Start of ENTRIES SUPPLIED
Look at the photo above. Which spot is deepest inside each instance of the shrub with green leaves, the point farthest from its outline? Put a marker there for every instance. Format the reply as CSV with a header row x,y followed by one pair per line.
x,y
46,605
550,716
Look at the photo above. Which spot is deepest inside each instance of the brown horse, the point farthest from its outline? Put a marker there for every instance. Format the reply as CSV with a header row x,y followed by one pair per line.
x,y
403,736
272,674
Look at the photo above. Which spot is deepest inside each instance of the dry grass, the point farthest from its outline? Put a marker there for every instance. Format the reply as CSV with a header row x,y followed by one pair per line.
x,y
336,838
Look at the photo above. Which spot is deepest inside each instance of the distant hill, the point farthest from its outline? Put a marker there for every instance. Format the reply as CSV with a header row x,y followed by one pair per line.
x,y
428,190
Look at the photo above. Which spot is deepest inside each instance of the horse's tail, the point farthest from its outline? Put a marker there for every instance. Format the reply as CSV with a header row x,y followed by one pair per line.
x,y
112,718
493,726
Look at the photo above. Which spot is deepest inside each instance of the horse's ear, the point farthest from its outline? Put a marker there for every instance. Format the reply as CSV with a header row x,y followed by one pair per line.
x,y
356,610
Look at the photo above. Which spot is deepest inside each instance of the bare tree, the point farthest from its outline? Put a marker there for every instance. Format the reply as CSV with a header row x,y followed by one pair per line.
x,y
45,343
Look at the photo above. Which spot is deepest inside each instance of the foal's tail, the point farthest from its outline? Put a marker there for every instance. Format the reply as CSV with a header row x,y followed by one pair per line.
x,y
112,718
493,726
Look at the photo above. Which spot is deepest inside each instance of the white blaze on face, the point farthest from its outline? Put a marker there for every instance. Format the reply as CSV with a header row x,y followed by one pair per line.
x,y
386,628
End of ENTRIES SUPPLIED
AIM OF THE EXERCISE:
Every record must appear in the answer exactly as it does above.

YOUR SOLUTION:
Look at the photo above. Which spot is deepest inside each instance of the shrub with green leaves, the point farthest from its outline? Put a marker there for every instance. Format the reply as CSV with a header row x,y followed by one pair per line.
x,y
46,605
550,716
Look at the photo above. Which spot is deepest inside each instance of the brown horse, the point farthest from its outline? Put a marker there for every instance. Format the reply as CSV with a header row x,y followed by one pair per line.
x,y
403,736
272,674
Look at the photo above. Which spot is deepest inside each instance of the dry grass, the point farthest from its outline? Put a marker there for every instance. Format the reply as CSV with a header row x,y followed by one pair per line.
x,y
336,838
Look at the photo above. Which spot is deepest inside each instance of the distant hill, the point farthest from its outline? Put a marker there for every instance. Format the reply as CSV with a header row x,y followed by one pair per line.
x,y
428,190
Look at the photo above. Which spot is deepest inside each instance of the horse's tail, the point farthest from its outline? Put a marker there for every instance. Format the reply as CSV with a header row x,y followed by one pair per line.
x,y
112,718
493,726
Look at the photo above. Which spot is deepest inside each instance of the horse's ear, the point farthest from its outline? Put a marker there for every instance. Format the reply as CSV with a header row x,y followed by one pair per line.
x,y
356,610
Look at the photo above. Which spot is deepest inside each instance of the bare tree, the point farthest from its outline? Put a marker there for every instance. Format the reply as CSV with a header row x,y followed by one pair per line.
x,y
45,343
Look at the photo above. Which spot is deepest inside each instance of the foal's tail, the point farthest from its outline? Put a marker there for every instance. Format the reply as CSV with a header row x,y followed by one pair per line.
x,y
112,718
493,726
Look at the photo above. Which spot is deepest inside each instance of the white blaze on face, the point farthest from its outline? Put a marker there for every instance. Format the reply as CSV with a header row x,y followed by one pair per line.
x,y
386,628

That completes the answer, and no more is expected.